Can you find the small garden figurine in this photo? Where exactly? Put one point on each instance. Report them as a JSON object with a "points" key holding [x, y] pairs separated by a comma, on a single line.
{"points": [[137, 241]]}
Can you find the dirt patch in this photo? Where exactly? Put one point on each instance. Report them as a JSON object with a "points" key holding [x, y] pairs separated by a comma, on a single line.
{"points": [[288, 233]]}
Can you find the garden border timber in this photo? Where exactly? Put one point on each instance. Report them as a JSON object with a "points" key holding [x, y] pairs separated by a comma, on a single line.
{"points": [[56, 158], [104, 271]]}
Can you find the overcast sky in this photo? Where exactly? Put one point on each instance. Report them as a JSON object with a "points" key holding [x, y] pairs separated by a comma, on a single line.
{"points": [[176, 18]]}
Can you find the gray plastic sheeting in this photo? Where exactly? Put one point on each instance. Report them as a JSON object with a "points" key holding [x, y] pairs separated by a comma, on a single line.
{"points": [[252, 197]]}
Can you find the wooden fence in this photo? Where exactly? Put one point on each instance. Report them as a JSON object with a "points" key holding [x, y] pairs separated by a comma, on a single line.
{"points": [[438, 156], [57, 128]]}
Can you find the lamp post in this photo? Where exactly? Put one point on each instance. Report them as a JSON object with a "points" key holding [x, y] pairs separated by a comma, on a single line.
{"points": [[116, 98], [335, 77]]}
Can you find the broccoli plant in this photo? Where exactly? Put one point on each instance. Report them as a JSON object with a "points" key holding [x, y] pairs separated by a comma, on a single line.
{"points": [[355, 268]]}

● **Task statement**
Update every entry above by replacing "Put one point on each instance" with "Place a single point on every instance", and keep everything else unchanged.

● **Solution for this problem**
Can you find the small garden figurine in this photo? Where exactly? Place a single point on every instance. Report them as a JSON object with a "points" key holding [x, y] pairs separated by a comma, on a single line.
{"points": [[137, 241]]}
Can you find the dirt patch in this photo? Where exactly? Place a single point on every instance. Report them as a JSON object with a "points" key holding [x, y] pairs separated by a comma, on a single line.
{"points": [[288, 233]]}
Can you find the garden border timber in this photo? Where exactly? Place a single point on every instance. Report them as a JSON object with a "points" key holding [x, y] pairs separated by a comma, on a single line.
{"points": [[56, 158], [104, 271]]}
Can you find the overcast sky in this photo? Where exactly? Place a single point on every instance. Report them as a JSON object with a "points" key holding [x, y] pairs separated by a comma, on a single line.
{"points": [[176, 18]]}
Can you find the gray plastic sheeting in this photo? Where exactly? Place a single point on every instance. Report them as a JSON object with a "points" key holding [x, y] pairs separated by a comma, on a single line.
{"points": [[252, 197]]}
Can you find the wooden fence in this photo? Where exactly? Place a single point on every instance. Report them as a JSON object with a "points" key holding [x, y] pairs separated by a comma, on a single line.
{"points": [[438, 156], [57, 128]]}
Can you find the lamp post in this photo? Where exactly? Place a single point on every instance. Report them as a JSON object with a "points" key holding [x, y] pairs separated by a comma, on a single line.
{"points": [[116, 98], [335, 77]]}
Can you find the broccoli plant in this photo? Where exactly? Place a single point on every instance. Report them as a JSON object with a "points" key holding [x, y] pairs separated by a comma, on a single line.
{"points": [[355, 268]]}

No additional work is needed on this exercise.